→ EXTRAIT FOURNI
▬▬▬▬▬▬▬▬▬▬
Opinion
Proposition française de soutenir la répression en Tunisie
Michèle Alliot-Marie
Mercredi 12 janvier 2011
Assemblée nationale
XIIIe législature
Questions au gouvernement
Violences en Tunisie
M. le président. La parole est à
M. Jean-Paul Lecoq, pour le groupe de la Gauche démocrate et
républicaine.
M. Jean-Paul Lecoq. Monsieur le président,
monsieur le Premier ministre, madame la ministre des affaires
étrangères, mes chers collègues, notre groupe partage les
sentiments qui se sont exprimés à l’égard des familles de nos
compatriotes assassinés au Niger.
M. Richard Mallié. Il fallait applaudir
alors !
▬▬▬▬▬▬▬▬▬▬
→ DONNÉES ENREGISTRÉES
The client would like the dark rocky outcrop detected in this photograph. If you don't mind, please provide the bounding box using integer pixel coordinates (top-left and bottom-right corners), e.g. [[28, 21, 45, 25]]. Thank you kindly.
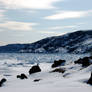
[[34, 79, 41, 82], [51, 68, 65, 73], [17, 74, 27, 79], [29, 65, 41, 74], [75, 57, 92, 67], [51, 60, 65, 68], [0, 78, 7, 87], [87, 73, 92, 85]]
▬▬▬▬▬▬▬▬▬▬
→ CONSIGNES
1. Dans le compte rendu sur les violences en Tunisie, condensez en une seule phrase le paragraphe qui commence par « M. Jean-Paul Lecoq. Monsieur le président » en gardant l'essentiel.
2. Poursuivez le compte rendu sur les violences en Tunisie à partir de sa dernière réplique.

→ RÉPONSES PAR CONSIGNE
1. S'adressant au président, au Premier ministre, à la ministre des affaires étrangères et à ses collègues, Jean-Paul Lecoq déclare que son groupe partage les sentiments exprimés envers les familles des compatriotes assassinés au Niger.

2.
M. Jean-Paul Lecoq. Permettez-moi
d’exprimer, solennellement aussi, la solidarité du peuple
français au peuple tunisien et à sa jeunesse en particulier, qui
se trouve au cœur d’une révolte légitime face au régime
dictatorial incarnés par le président Ben Ali et un clan
familial dont le caractère mafieux n’est plus à démontrer. Son
caractère brutal non plus, d’ailleurs. (Exclamations sur
plusieurs bancs du groupe UMP.)
M. Maxime Gremetz. Les copains et les
coquins !
M. Jean-Paul Lecoq. La répression policière
des manifestations de ce week-end a fait plus d’une vingtaine de
morts, auxquels s’ajoutent une série de suicides sans précédent.
Ces gestes d’extrême désespoir ne sauraient nous laisser
insensibles.
De la même manière qu’en Algérie, cette crise sociale est
également d’ordre politique. Les manifestants appellent à la
justice sociale et à la liberté d’expression. Au chômage de
masse s’ajoute l’absence de toute perspective politique. Le
régime repose sur le principe de la répression systématique de
toute opposition critique. La liberté de la presse demeure
inexistante. L’opposition est bâillonnée et maltraitée au nom du
sacro-saint objectif de stabilité.
M. Richard Mallié. Ce n’est pas pire qu’à
Moscou !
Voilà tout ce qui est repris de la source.